* [To-do item] Locate each line in the items below that contains the word "positive" and copy it.

* [Exercise data]
=== Section Start ===

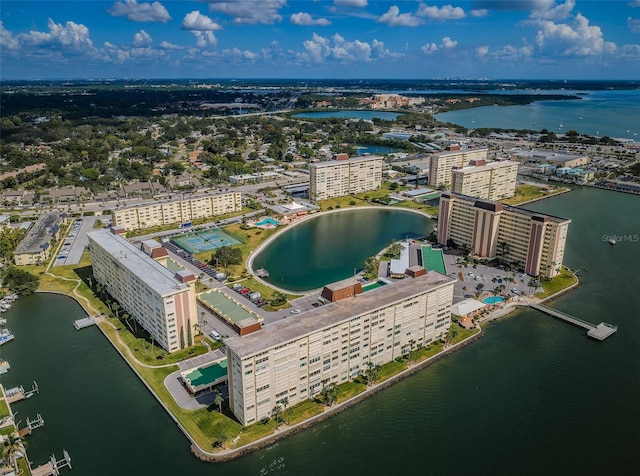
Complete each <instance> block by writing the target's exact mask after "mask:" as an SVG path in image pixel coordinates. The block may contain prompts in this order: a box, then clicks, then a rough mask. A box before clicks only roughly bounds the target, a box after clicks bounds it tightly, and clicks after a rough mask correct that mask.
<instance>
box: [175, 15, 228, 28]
mask: <svg viewBox="0 0 640 476" xmlns="http://www.w3.org/2000/svg"><path fill="white" fill-rule="evenodd" d="M181 28H182V29H183V30H196V31H216V30H221V29H222V27H221V26H220V25H218V24H217V23H216V22H214V21H213V20H212V19H211V18H209V17H208V16H206V15H203V14H202V13H200V12H199V11H198V10H194V11H192V12H190V13H187V14H186V15H185V16H184V18H183V19H182V25H181Z"/></svg>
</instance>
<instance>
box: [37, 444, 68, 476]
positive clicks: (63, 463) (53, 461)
mask: <svg viewBox="0 0 640 476" xmlns="http://www.w3.org/2000/svg"><path fill="white" fill-rule="evenodd" d="M62 452H63V458H62V459H61V460H57V459H56V455H51V459H50V460H49V461H48V462H46V463H45V464H43V465H42V466H38V467H37V468H31V476H58V475H59V474H60V471H59V470H60V469H61V468H69V469H73V468H71V457H70V456H69V453H67V450H62Z"/></svg>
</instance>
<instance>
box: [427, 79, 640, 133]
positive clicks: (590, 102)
mask: <svg viewBox="0 0 640 476" xmlns="http://www.w3.org/2000/svg"><path fill="white" fill-rule="evenodd" d="M565 93H567V92H566V91H565ZM570 93H571V94H573V93H572V92H570ZM435 117H436V118H437V119H438V120H439V121H445V122H452V123H454V124H460V125H462V126H464V127H468V128H477V127H497V128H502V129H531V130H538V131H539V130H542V129H548V130H549V131H553V132H555V133H563V132H567V131H569V130H571V129H573V130H576V131H578V132H580V133H583V134H589V135H592V136H600V137H604V136H609V137H621V138H627V139H634V140H635V141H640V122H639V121H638V117H640V90H632V91H587V92H586V94H585V95H584V96H581V99H577V100H561V101H539V102H534V103H532V104H528V105H526V106H505V107H502V106H485V107H478V108H472V109H462V110H459V111H451V112H445V113H442V114H436V115H435Z"/></svg>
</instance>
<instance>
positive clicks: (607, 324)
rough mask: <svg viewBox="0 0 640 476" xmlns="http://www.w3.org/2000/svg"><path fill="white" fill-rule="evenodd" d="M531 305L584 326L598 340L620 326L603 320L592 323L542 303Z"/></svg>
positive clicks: (561, 319)
mask: <svg viewBox="0 0 640 476" xmlns="http://www.w3.org/2000/svg"><path fill="white" fill-rule="evenodd" d="M529 307H531V308H533V309H535V310H536V311H540V312H544V313H545V314H548V315H550V316H553V317H555V318H557V319H561V320H563V321H566V322H568V323H570V324H573V325H574V326H578V327H582V328H583V329H585V330H586V331H587V335H588V336H589V337H591V338H593V339H596V340H605V339H606V338H607V337H609V336H610V335H611V334H614V333H615V332H616V331H617V330H618V326H614V325H613V324H607V323H606V322H601V323H600V324H598V325H595V324H592V323H590V322H587V321H583V320H582V319H578V318H577V317H573V316H570V315H569V314H566V313H564V312H561V311H557V310H556V309H551V308H550V307H547V306H543V305H542V304H532V303H530V304H529Z"/></svg>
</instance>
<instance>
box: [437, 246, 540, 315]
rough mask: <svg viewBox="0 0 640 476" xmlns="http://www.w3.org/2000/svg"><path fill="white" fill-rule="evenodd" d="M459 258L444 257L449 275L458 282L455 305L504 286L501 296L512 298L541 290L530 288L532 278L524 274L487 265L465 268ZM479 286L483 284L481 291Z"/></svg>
mask: <svg viewBox="0 0 640 476" xmlns="http://www.w3.org/2000/svg"><path fill="white" fill-rule="evenodd" d="M458 258H459V256H455V255H452V254H446V253H445V255H444V261H445V266H446V270H447V275H448V276H450V277H452V278H456V279H457V280H458V282H457V283H456V284H455V286H454V291H453V302H454V303H456V302H460V301H462V300H463V299H466V298H470V297H474V296H475V294H476V293H478V292H483V291H488V292H492V291H493V290H494V289H496V288H498V289H499V286H504V289H503V290H502V291H501V292H500V294H505V295H511V296H514V295H525V296H526V295H532V294H534V293H536V292H538V291H540V290H541V288H539V287H536V288H532V287H530V286H529V282H530V281H531V279H532V278H531V277H530V276H528V275H526V274H524V273H519V272H513V271H507V270H505V269H501V268H499V267H493V266H487V265H485V264H469V265H466V266H464V265H461V264H458V262H457V261H458ZM514 281H515V282H514ZM479 284H482V286H481V289H480V290H478V285H479Z"/></svg>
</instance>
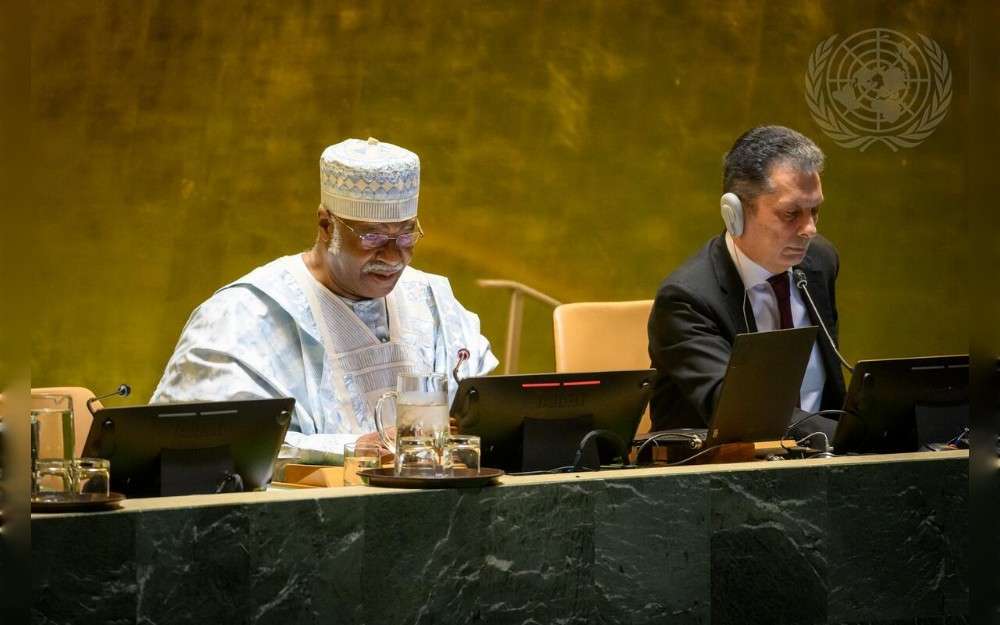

=== Section End ===

* [Task answer]
positive clicks: (63, 463) (53, 461)
positive clicks: (590, 102)
positive clicks: (607, 324)
positive clicks: (561, 319)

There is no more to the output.